Count the lines in the rows below that contain the string "Caption", matching capitalization exactly, and reply with only that number.

— Begin AVAILABLE RECORDS —

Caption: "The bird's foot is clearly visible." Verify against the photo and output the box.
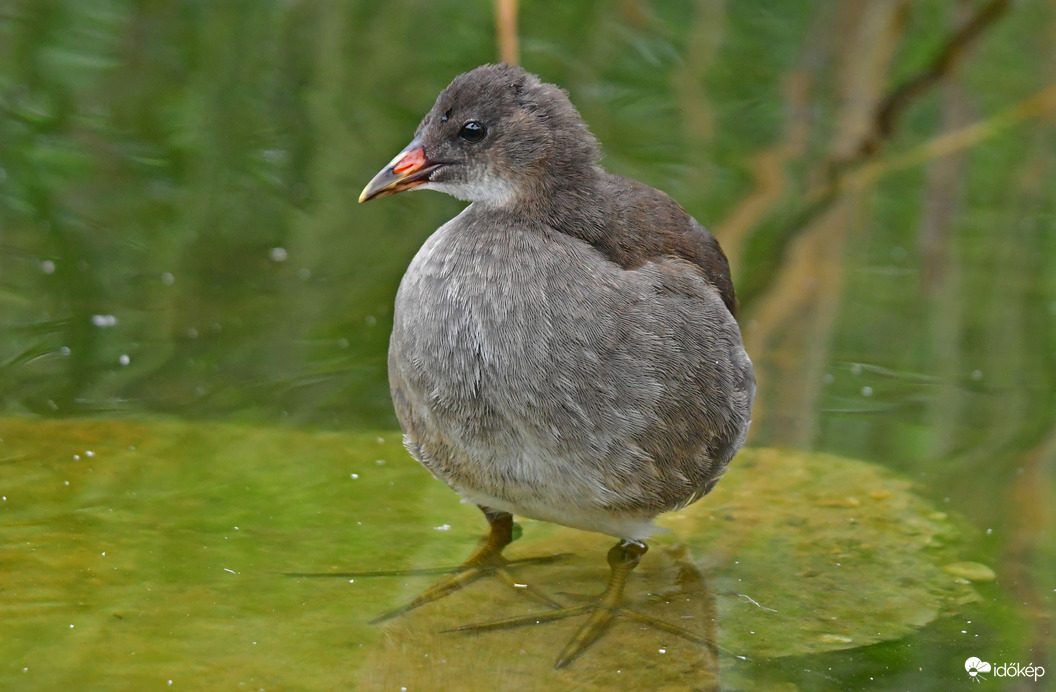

— End AVAILABLE RECORDS —
— Begin AVAILABLE RECORDS —

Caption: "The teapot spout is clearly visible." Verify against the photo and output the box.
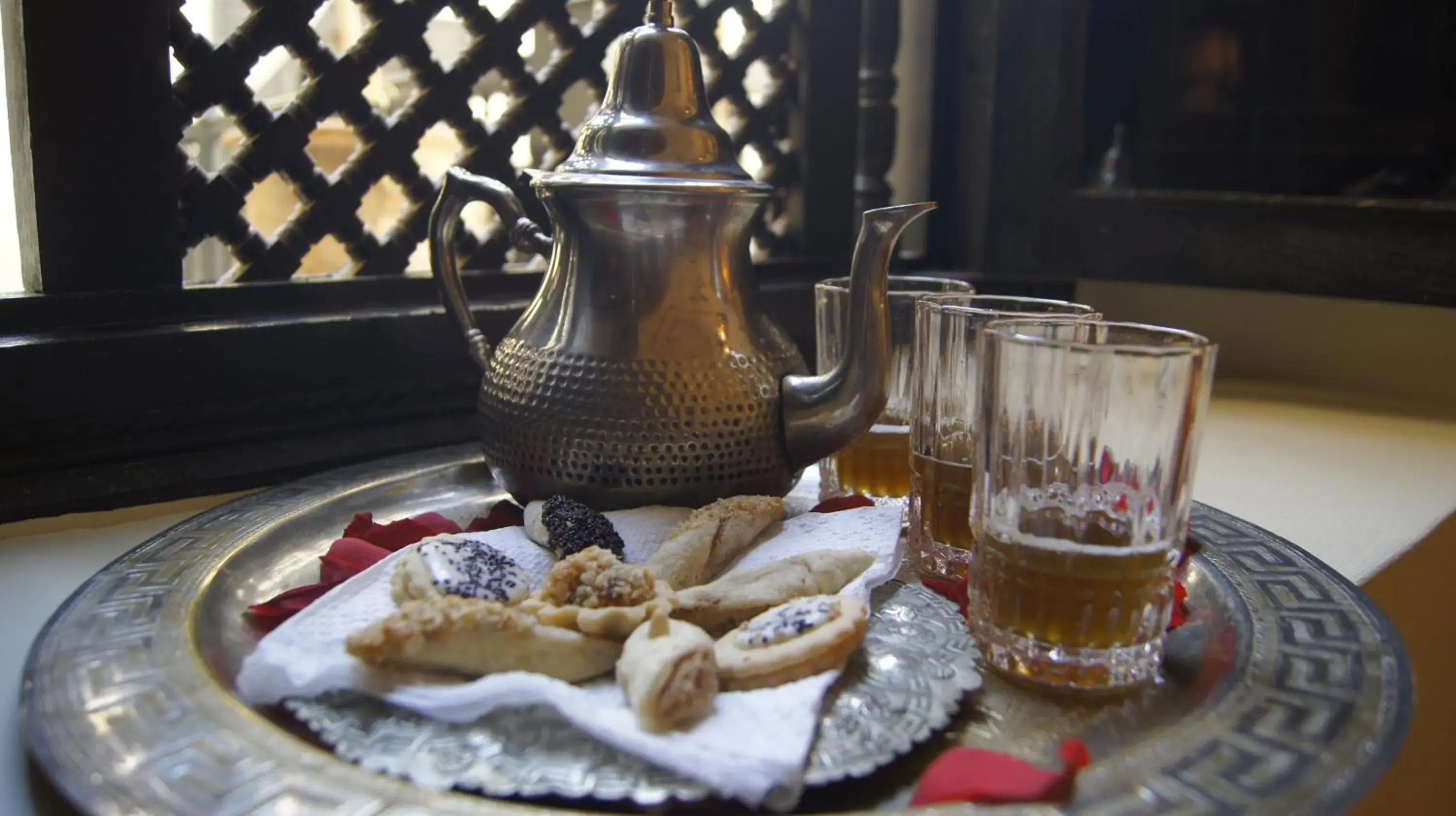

— End AVAILABLE RECORDS —
— Begin AVAILABLE RECORDS —

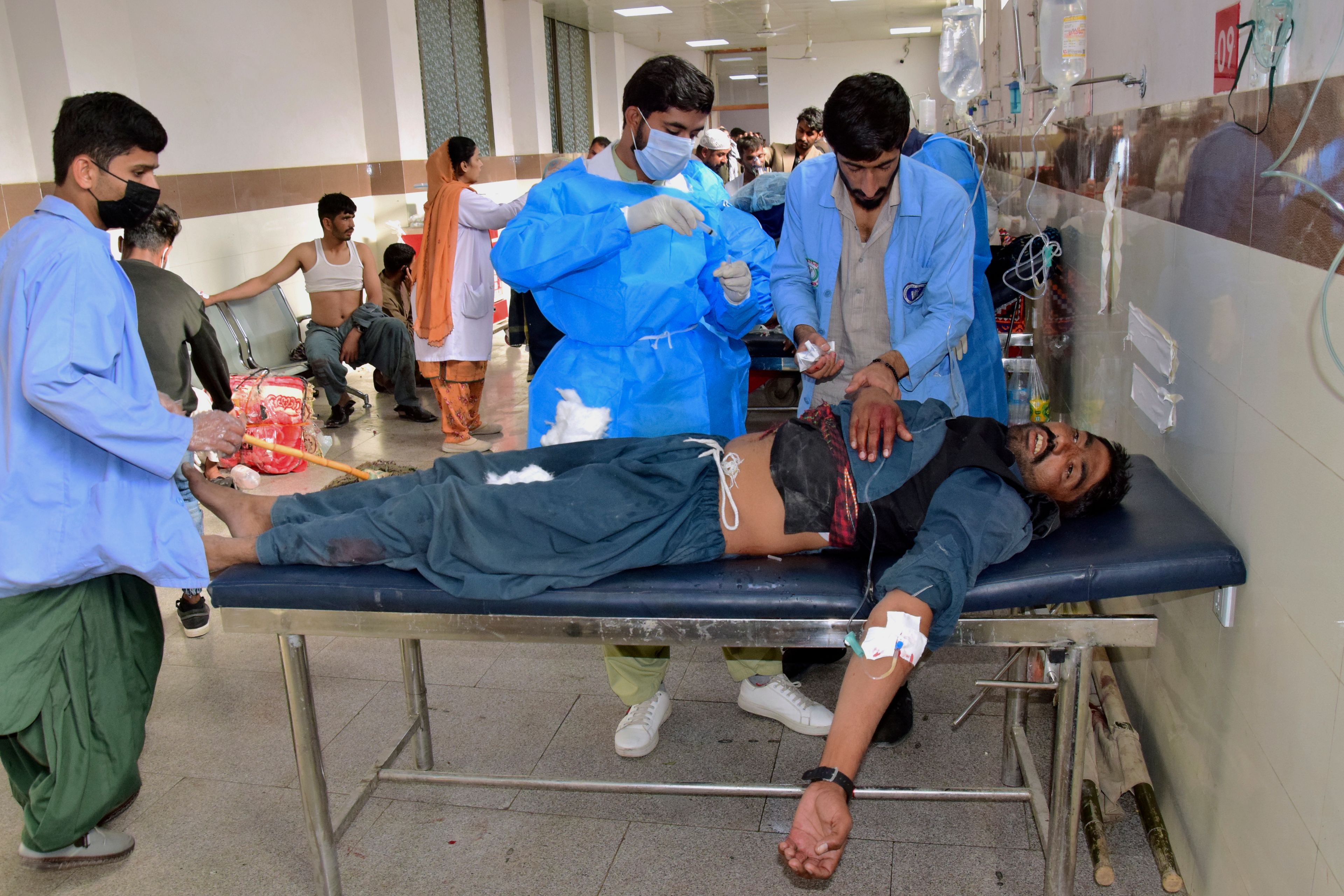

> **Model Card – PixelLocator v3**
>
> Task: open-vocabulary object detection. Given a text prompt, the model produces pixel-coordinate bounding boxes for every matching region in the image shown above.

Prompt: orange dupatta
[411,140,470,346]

— End AVAILABLE RECORDS —

| CORRECT RESULT |
2